▶ _What the task requires_
Set down exactly the lines from the one containing "Where can you see the forehead" through the last line of the records below, both included, and nothing else.

▶ _Records shown_
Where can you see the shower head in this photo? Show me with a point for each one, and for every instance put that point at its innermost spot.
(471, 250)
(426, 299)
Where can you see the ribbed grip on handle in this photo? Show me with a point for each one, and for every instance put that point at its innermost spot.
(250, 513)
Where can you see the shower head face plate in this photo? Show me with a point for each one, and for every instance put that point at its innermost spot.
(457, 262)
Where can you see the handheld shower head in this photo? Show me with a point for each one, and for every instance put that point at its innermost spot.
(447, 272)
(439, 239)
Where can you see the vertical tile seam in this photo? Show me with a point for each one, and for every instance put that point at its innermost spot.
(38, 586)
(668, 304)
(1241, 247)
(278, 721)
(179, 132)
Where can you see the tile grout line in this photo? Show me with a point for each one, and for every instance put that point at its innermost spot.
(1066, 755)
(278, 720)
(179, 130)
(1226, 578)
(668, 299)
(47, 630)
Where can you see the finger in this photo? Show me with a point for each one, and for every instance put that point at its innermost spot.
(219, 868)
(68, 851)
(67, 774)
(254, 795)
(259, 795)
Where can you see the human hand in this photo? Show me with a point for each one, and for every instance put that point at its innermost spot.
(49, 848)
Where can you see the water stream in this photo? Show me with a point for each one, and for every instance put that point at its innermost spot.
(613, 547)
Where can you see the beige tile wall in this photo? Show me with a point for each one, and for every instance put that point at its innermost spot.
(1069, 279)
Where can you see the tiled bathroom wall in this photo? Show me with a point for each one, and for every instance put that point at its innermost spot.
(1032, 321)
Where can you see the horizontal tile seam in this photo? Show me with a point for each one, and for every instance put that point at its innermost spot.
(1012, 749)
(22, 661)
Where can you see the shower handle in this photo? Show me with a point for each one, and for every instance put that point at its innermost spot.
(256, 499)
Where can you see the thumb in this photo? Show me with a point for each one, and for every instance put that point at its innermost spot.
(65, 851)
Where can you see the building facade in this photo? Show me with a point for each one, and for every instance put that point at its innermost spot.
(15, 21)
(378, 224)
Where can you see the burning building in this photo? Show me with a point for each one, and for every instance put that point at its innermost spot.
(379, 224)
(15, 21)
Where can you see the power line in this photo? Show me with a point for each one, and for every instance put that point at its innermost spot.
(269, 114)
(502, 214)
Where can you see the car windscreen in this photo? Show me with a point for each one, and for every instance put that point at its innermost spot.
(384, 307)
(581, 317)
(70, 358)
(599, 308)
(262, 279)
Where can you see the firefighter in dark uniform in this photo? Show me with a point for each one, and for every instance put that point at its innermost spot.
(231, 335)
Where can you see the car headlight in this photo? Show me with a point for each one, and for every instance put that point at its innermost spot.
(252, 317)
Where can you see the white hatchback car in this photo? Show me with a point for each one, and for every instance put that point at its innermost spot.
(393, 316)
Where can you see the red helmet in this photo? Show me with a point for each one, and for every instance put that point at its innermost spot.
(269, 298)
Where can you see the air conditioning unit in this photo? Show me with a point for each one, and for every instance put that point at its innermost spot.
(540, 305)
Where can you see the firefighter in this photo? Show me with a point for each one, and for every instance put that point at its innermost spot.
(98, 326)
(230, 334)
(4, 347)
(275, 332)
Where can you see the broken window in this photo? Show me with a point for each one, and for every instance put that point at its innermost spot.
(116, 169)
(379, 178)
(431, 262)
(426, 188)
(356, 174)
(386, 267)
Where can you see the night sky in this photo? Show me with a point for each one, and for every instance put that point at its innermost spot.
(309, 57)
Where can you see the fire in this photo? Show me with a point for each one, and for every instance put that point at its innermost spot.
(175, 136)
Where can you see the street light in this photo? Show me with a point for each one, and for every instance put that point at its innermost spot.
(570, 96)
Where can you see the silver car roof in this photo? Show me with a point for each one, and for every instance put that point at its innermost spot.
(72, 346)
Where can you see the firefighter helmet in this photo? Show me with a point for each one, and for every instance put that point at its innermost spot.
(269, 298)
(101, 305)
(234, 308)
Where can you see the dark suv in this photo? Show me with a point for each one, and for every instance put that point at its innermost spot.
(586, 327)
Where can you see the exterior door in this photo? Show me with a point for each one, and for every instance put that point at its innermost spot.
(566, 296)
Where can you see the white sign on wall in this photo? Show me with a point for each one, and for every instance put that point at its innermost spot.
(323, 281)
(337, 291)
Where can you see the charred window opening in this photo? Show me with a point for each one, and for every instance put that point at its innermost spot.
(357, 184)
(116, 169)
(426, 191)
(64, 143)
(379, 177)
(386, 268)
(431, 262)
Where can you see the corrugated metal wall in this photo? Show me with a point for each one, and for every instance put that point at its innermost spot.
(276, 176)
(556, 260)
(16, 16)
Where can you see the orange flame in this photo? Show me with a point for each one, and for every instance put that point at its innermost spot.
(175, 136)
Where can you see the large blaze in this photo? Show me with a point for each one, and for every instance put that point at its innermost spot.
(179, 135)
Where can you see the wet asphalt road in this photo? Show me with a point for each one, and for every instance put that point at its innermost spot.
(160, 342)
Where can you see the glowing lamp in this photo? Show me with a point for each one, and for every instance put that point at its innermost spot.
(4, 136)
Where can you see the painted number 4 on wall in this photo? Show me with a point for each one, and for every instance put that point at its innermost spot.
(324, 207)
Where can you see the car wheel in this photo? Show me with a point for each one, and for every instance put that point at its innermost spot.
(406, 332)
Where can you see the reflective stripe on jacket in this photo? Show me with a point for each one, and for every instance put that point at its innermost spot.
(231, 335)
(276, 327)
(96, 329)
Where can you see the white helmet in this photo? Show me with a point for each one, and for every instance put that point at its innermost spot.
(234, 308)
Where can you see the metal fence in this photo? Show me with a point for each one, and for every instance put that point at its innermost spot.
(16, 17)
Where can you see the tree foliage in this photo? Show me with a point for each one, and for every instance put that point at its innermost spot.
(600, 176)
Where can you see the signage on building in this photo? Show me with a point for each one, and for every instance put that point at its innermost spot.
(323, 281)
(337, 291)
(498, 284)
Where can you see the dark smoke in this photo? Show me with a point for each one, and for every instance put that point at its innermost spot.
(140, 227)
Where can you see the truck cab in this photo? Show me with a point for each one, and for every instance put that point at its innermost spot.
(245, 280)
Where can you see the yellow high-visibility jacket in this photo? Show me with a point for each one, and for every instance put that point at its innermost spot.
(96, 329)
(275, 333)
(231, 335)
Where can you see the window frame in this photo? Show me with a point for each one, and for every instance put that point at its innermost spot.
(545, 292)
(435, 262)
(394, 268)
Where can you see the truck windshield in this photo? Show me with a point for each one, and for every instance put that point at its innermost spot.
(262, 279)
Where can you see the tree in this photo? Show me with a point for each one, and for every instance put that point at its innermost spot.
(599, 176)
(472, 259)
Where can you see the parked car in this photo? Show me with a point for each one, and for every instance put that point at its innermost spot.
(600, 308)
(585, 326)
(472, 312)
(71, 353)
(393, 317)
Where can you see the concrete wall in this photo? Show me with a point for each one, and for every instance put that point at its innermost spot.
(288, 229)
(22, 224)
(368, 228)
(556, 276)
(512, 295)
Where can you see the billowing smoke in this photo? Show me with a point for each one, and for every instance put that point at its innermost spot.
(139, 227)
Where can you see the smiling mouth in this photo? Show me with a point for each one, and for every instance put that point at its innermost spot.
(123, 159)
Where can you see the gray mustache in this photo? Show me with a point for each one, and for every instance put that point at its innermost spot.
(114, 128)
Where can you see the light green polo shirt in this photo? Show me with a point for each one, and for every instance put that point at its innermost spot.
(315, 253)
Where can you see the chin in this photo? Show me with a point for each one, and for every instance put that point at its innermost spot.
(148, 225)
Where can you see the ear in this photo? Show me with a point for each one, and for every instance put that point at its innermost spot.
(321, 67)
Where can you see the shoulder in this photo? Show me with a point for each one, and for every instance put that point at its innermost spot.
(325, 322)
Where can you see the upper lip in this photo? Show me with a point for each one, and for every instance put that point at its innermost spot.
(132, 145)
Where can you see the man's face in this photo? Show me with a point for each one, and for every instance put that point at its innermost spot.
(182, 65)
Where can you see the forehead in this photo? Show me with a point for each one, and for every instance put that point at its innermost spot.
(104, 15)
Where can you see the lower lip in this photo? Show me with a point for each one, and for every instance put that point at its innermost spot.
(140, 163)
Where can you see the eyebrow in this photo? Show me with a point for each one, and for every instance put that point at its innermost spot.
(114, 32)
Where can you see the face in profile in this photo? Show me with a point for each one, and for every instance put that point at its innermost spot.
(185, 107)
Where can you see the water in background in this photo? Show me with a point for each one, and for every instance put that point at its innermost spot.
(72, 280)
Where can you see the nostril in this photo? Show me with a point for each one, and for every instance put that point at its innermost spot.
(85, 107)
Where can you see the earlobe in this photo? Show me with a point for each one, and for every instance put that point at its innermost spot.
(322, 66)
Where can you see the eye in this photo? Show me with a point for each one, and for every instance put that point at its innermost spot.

▶ _Written solution_
Where can you see the forehead in this photo? Show me with a point for each one, and for every instance put that point at its innermost spot.
(104, 15)
Where can you see the lower lip in this photo? Show me with a point for each one, and for every instance put that point at its innermost spot.
(140, 163)
Where can you see the eyebrow in this photo? Show me with a point for each one, and for every instance put that point at its innermost spot.
(114, 32)
Where can you see the face in profile in this photo? Show me with a point for each one, and for every instance put that point at its innermost spot.
(185, 107)
Where can you see the water in background in this photo? Show me with a point for each one, and for every instance put that point at its innermost spot.
(72, 280)
Where can you see the nostril in this photo? Show me with a point for each one, and for every instance put that point at its innermost spot.
(85, 107)
Where can you see the earlobe in this photo? Show me with a point for each one, and for every instance put that point at its innermost spot.
(322, 66)
Where can you see the eye in this photo? Show me with a point for each one, and for every instance put that point at its innermost spot.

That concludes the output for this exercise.